--- SELECTED EXCERPT Enclosed Below ---
I thought there would be an easy algebraic solution, but was having trouble finding it, but I basically just added the canola oil values to the flax seed values until either the values were basically equal, or the Omega 6s overwhelmed the Omega 3s. In this case it was the former that happened not the later. I’m certain there is a way to do this mathematically, but the numbers were so small it was almost easier to just start adding one to the other.
@Tordenskjold, you are aware that the human body is incredibly inefficient at converting the Alpha-Linoleic Acid in flaxseed oil into the biologically useful omega-3 fatty acids? Only about 5% of it gets converted into EPA, and only about 0.5% gets converted into DHA. There really is no good plant substitute for fish oil.
There’s a helpful discussion from the vegan perspective here. It concludes that limiting omega-6 FAs is important in order to prevent saturation of the enzymes that convert ALA to EPA. It’s also important to supplement DHA. .
Separate from the issue of EPA and DHA conversion, there are two possible concerns with flax seed oil. One flax oil goes rancid very quickly and needs to be kept refrigerated in a dark bottle. You need to buy from a source that moves their stock quickly so you don’t have long storage times, and you can’t keep your mix for long once the oil is added. Secondly, some are concerned with the high levels of phytoestergens in flax seed oil. Occasional use of flax seed is one thing, but if it is a large daily component of your diet it might be of concern.
--- End of Enclosed SELECTED EXCERPT ---
--- DATA LISTING Enclosed Below ---
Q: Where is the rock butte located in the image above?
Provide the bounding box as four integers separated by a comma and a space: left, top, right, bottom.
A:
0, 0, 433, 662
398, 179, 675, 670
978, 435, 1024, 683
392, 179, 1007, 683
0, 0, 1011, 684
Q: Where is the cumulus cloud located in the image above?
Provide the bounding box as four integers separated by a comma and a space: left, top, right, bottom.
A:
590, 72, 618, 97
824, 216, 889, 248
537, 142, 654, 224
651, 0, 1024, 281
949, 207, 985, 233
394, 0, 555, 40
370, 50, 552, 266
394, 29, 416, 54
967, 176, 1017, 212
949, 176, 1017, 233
--- End of Enclosed DATA LISTING ---
-- PROBLEM --
Retype the whole flaxseed oil discussion above, word for word.

-- RESPONSE TO THE EXERCISE --
I thought there would be an easy algebraic solution, but was having trouble finding it, but I basically just added the canola oil values to the flax seed values until either the values were basically equal, or the Omega 6s overwhelmed the Omega 3s. In this case it was the former that happened not the later. I’m certain there is a way to do this mathematically, but the numbers were so small it was almost easier to just start adding one to the other.
@Tordenskjold, you are aware that the human body is incredibly inefficient at converting the Alpha-Linoleic Acid in flaxseed oil into the biologically useful omega-3 fatty acids? Only about 5% of it gets converted into EPA, and only about 0.5% gets converted into DHA. There really is no good plant substitute for fish oil.
There’s a helpful discussion from the vegan perspective here. It concludes that limiting omega-6 FAs is important in order to prevent saturation of the enzymes that convert ALA to EPA. It’s also important to supplement DHA. .
Separate from the issue of EPA and DHA conversion, there are two possible concerns with flax seed oil. One flax oil goes rancid very quickly and needs to be kept refrigerated in a dark bottle. You need to buy from a source that moves their stock quickly so you don’t have long storage times, and you can’t keep your mix for long once the oil is added. Secondly, some are concerned with the high levels of phytoestergens in flax seed oil. Occasional use of flax seed is one thing, but if it is a large daily component of your diet it might be of concern.